# Actions to take
a) Using the Titanic baseline notebook below, decide whether each statement agrees with it. Answer yes or no for each, and quote the deciding words exactly. (i) The notebook uses 10-fold stratified cross-validation. (ii) The cabin features listed are FamilySize and IsAlone. (iii) Title extraction from Name is marked as the most important feature step.
b) In the Titanic baseline notebook below, what file path is the test data read from?
c) Extract everything from "test = pd.read_csv('/home/data/test.csv')" down to "df = df.copy()" in the Titanic baseline notebook below.

# Text for analysis
# Titanic Baseline - Comprehensive Feature Engineering

Implementing all key features from the strategy:
- Title extraction from Name
- Family features (FamilySize, IsAlone)
- Cabin features (Has_Cabin, Deck)
- Age/Fare handling with binning
- 10-fold Stratified CV

In [None]:
import pandas as pd
import numpy as np
import re
from sklearn.model_selection import StratifiedKFold, cross_val_score
from sklearn.ensemble import RandomForestClassifier, GradientBoostingClassifier
from sklearn.preprocessing import LabelEncoder
import warnings
warnings.filterwarnings('ignore')

# Load data
train = pd.read_csv('/home/data/train.csv')
test = pd.read_csv('/home/data/test.csv')
print(f'Train shape: {train.shape}, Test shape: {test.shape}')
print(f'Target distribution: {train.Survived.value_counts(normalize=True).to_dict()}')

In [None]:
# Feature Engineering Function
def engineer_features(df):
    df = df.copy()
    
    # 1. Title extraction from Name (MOST IMPORTANT)

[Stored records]

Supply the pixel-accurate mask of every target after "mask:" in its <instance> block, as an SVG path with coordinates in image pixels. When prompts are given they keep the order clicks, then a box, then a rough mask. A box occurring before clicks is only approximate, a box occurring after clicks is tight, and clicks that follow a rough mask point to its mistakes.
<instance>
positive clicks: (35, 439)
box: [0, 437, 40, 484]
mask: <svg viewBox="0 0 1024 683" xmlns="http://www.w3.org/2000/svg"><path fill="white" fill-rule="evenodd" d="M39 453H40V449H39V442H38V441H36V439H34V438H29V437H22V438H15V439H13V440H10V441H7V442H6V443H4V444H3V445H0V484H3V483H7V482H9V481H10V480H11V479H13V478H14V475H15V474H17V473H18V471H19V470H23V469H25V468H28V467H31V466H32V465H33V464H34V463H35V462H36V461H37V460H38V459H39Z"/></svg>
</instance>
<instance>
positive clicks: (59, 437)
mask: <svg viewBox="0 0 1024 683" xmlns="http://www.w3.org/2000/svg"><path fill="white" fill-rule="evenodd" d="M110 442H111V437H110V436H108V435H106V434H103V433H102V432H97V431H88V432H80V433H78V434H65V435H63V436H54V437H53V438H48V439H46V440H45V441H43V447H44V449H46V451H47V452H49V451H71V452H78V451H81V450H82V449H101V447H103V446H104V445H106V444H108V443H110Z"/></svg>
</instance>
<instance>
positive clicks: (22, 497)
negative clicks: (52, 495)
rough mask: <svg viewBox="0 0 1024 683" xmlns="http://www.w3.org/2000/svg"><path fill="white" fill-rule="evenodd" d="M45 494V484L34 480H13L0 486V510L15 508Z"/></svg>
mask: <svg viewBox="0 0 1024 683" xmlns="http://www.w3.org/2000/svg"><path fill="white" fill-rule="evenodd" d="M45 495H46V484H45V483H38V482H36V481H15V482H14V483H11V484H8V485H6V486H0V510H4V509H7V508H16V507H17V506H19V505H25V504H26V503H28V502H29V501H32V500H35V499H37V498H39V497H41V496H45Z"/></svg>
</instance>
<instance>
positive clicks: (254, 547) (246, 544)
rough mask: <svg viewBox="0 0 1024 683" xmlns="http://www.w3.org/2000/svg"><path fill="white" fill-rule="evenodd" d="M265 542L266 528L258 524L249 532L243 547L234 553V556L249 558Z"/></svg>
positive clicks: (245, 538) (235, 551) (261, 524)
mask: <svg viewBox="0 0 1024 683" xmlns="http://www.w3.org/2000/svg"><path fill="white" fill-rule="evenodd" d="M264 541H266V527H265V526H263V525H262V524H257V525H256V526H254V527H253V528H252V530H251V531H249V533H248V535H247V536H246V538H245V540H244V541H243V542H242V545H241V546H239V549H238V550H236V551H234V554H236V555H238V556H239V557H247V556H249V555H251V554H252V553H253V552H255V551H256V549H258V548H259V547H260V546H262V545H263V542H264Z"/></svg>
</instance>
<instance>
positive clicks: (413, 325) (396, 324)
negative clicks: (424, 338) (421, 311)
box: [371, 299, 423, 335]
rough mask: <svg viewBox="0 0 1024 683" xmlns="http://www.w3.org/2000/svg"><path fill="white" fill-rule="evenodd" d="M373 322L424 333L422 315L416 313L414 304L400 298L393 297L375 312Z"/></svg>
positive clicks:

# Exercise answers
a)
(i) Yes: "10-fold Stratified CV"
(ii) No: "Cabin features (Has_Cabin, Deck)"
(iii) Yes: "# 1. Title extraction from Name (MOST IMPORTANT)"

b) '/home/data/test.csv'

c)
test = pd.read_csv('/home/data/test.csv')
print(f'Train shape: {train.shape}, Test shape: {test.shape}')
print(f'Target distribution: {train.Survived.value_counts(normalize=True).to_dict()}')

In [None]:
# Feature Engineering Function
def engineer_features(df):
    df = df.copy()